Görev listesi:
**A)** Diyarbakır saldırısıyla ilgili açıklama, Türkiye Komünist Partisi'nin hangi kurulu tarafından hangi tarihte yapılmıştır?
**B)** Diyarbakır saldırısıyla ilgili açıklamadan "Türkiye Komünist PartisiGün" ifadesinden başlayıp "ruh haliyle saldırıyor." ifadesi de dahil olmak üzere bu ifadeye kadar uzanan kısmı harfiyen çıkarın.

Açıklama metni:
TKP, Diyarbakır Saldırısını Mahkum Ediyor!

TKP, Diyarbakır Saldırısını Mahkum Ediyor!

Türkiye Komünist Partisi Merkez Komitesi’nin 6 Haziran 2015 Tarihli Açıklaması

Türkiye Komünist PartisiGün geçmiyor ki yeni provokasyon, baskın ve saldırı haberleri gelmesin. Türkiye bir seçim döneminin son günlerini yaşıyor. Kendine güvenen, alacağı oyu hesap edebilen, seçmenine güvenen, halkını tanıyan bir iktidar partisi neden bu kadar hırçın ve saldırgan olur?

Türkiye bir yol ayrımında, tespitini yaptık. 7 Haziran seçimleri bu ayrımda önemli bir viraj. AKP, can havliyle iktidarı kaybetmemek için direniyor. Erdoğan partisinin fiili başkanlığını yürütüyor. Yalan söylüyor, hakaret ediyor, tehditler savuruyor. Kendine güvenini yitirmiş bir ruh haliyle saldırıyor.

Seçim kampanyasının başından itibaren HDP’ye karşı türlü provokasyon girişimlerinde bulundular. Ağrı, Mardin, Bingöl, Yüksekova, Erzurum, bunların sadece bilinenleri. Miting alanlarında, TV programlarında HDP’yi terörist ilan ettiler. Yalan dolu beyanlarla kendi tabanlarını ve halkları yanıltmaya çalıştılar. Hiç birinden sonuç alamadılar. En sonunda Diyarbakır Büyük İnsanlık Mitinginde bombalar patlatarak provokasyonu uç noktaya taşıdılar. İstediler ki önce Diyarbakır’da, sonra da ülke çapında ayaklanma havasında bir tepki oluşsun, sokak çatışmaları gelişsin ve bunu bahane ederek Sıkıyönetim ilan edip seçimleri ertelesinler. Olmadı. Bu hesapları tutmadı. HDP, DBP ve Türkiye’nin tüm barış ve demokrasi güçleri bu senaryoyu boşa çıkardı.

Diyarbakır Valiliği İl Emniyet Müdürlüğünün, mitingden üç gün önce, Miting günü için Hastahanelerde kapasite artırımı, kan stoklarının genişletilmesi, Devlet Su İşleri, Karayolları Genel Müdürlüğü, Orman İşletme Müdürlüğü, Diyarbakır İtfaiye Teşkilatından ve Büyükşehir Belediye Başkanlığından her türlü araç, gereç, dozer, kepçe ve kamyonlarla miting günü hazır bulunmalarını içeren “37732461.69721. (92210)2015 sayılı, Açık Hava Toplantısı konulu” resmi yazının varlığı ortaya çıktı. Bu belge, devlet eliyle tezgahlanan saldırının belgesidir.

Kayıtlı veriler:

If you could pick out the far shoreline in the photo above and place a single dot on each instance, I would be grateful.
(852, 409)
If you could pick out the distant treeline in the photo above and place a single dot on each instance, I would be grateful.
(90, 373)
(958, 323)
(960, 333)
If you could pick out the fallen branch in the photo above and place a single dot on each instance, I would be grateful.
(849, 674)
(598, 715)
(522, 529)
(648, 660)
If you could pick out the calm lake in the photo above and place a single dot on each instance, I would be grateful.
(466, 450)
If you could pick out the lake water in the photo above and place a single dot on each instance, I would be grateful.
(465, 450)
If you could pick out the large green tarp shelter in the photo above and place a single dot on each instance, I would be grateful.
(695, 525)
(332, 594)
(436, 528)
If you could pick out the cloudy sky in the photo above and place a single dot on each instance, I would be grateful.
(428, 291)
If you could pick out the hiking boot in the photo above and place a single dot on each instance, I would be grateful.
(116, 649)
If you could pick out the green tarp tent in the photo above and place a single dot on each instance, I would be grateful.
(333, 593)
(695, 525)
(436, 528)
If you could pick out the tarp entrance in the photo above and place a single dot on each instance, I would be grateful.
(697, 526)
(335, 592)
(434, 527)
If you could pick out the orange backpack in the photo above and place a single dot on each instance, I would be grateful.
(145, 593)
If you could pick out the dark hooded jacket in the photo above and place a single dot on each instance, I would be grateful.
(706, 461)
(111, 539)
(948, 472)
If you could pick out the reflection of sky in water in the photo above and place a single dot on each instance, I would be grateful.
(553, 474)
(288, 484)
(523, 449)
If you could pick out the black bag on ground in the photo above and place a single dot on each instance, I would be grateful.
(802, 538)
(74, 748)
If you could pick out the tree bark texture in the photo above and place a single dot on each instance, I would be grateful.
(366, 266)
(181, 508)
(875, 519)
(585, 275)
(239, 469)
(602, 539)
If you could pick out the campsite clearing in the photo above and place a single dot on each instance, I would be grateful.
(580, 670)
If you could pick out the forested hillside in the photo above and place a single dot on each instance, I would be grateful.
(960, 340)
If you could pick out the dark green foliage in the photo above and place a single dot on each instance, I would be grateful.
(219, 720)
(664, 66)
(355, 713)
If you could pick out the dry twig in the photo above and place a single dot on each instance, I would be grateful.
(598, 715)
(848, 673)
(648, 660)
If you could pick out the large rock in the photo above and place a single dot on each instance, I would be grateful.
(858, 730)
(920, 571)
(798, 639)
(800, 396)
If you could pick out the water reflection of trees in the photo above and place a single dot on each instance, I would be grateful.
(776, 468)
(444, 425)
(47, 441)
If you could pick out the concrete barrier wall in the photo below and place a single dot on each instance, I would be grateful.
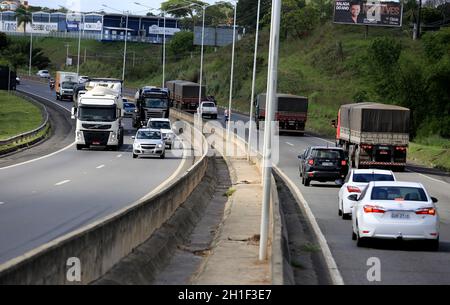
(281, 271)
(99, 246)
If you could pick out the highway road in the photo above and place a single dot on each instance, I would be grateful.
(401, 263)
(44, 199)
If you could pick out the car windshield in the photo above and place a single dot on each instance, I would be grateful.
(149, 135)
(209, 105)
(99, 114)
(398, 193)
(327, 153)
(159, 124)
(366, 178)
(68, 85)
(155, 103)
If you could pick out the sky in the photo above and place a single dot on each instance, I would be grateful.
(96, 5)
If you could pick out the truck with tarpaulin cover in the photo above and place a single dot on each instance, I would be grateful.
(373, 134)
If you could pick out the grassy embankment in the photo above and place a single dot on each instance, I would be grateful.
(18, 116)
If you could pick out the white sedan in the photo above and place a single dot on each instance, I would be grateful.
(355, 182)
(395, 210)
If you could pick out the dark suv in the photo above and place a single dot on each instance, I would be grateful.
(323, 164)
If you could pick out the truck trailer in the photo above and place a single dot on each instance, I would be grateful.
(373, 134)
(7, 78)
(98, 115)
(64, 84)
(151, 102)
(186, 95)
(291, 113)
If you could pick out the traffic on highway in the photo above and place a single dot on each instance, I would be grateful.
(136, 178)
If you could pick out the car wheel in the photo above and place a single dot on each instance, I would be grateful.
(433, 245)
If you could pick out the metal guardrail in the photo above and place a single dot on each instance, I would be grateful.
(20, 139)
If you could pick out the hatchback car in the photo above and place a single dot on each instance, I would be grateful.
(165, 127)
(43, 74)
(395, 210)
(323, 164)
(355, 182)
(128, 108)
(148, 142)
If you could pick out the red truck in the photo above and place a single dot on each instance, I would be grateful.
(373, 134)
(291, 113)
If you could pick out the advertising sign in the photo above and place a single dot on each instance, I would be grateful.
(42, 27)
(93, 26)
(156, 30)
(368, 12)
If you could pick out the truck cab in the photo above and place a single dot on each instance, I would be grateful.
(64, 85)
(151, 102)
(98, 115)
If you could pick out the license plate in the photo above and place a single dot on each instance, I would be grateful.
(400, 215)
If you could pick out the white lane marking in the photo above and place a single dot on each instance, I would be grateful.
(335, 275)
(428, 177)
(46, 156)
(62, 182)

Görevlere göre yanıtlar:
**A)** Merkez Komitesi tarafından, 6 Haziran 2015 tarihinde.

**B)**
Türkiye Komünist PartisiGün geçmiyor ki yeni provokasyon, baskın ve saldırı haberleri gelmesin. Türkiye bir seçim döneminin son günlerini yaşıyor. Kendine güvenen, alacağı oyu hesap edebilen, seçmenine güvenen, halkını tanıyan bir iktidar partisi neden bu kadar hırçın ve saldırgan olur?

Türkiye bir yol ayrımında, tespitini yaptık. 7 Haziran seçimleri bu ayrımda önemli bir viraj. AKP, can havliyle iktidarı kaybetmemek için direniyor. Erdoğan partisinin fiili başkanlığını yürütüyor. Yalan söylüyor, hakaret ediyor, tehditler savuruyor. Kendine güvenini yitirmiş bir ruh haliyle saldırıyor.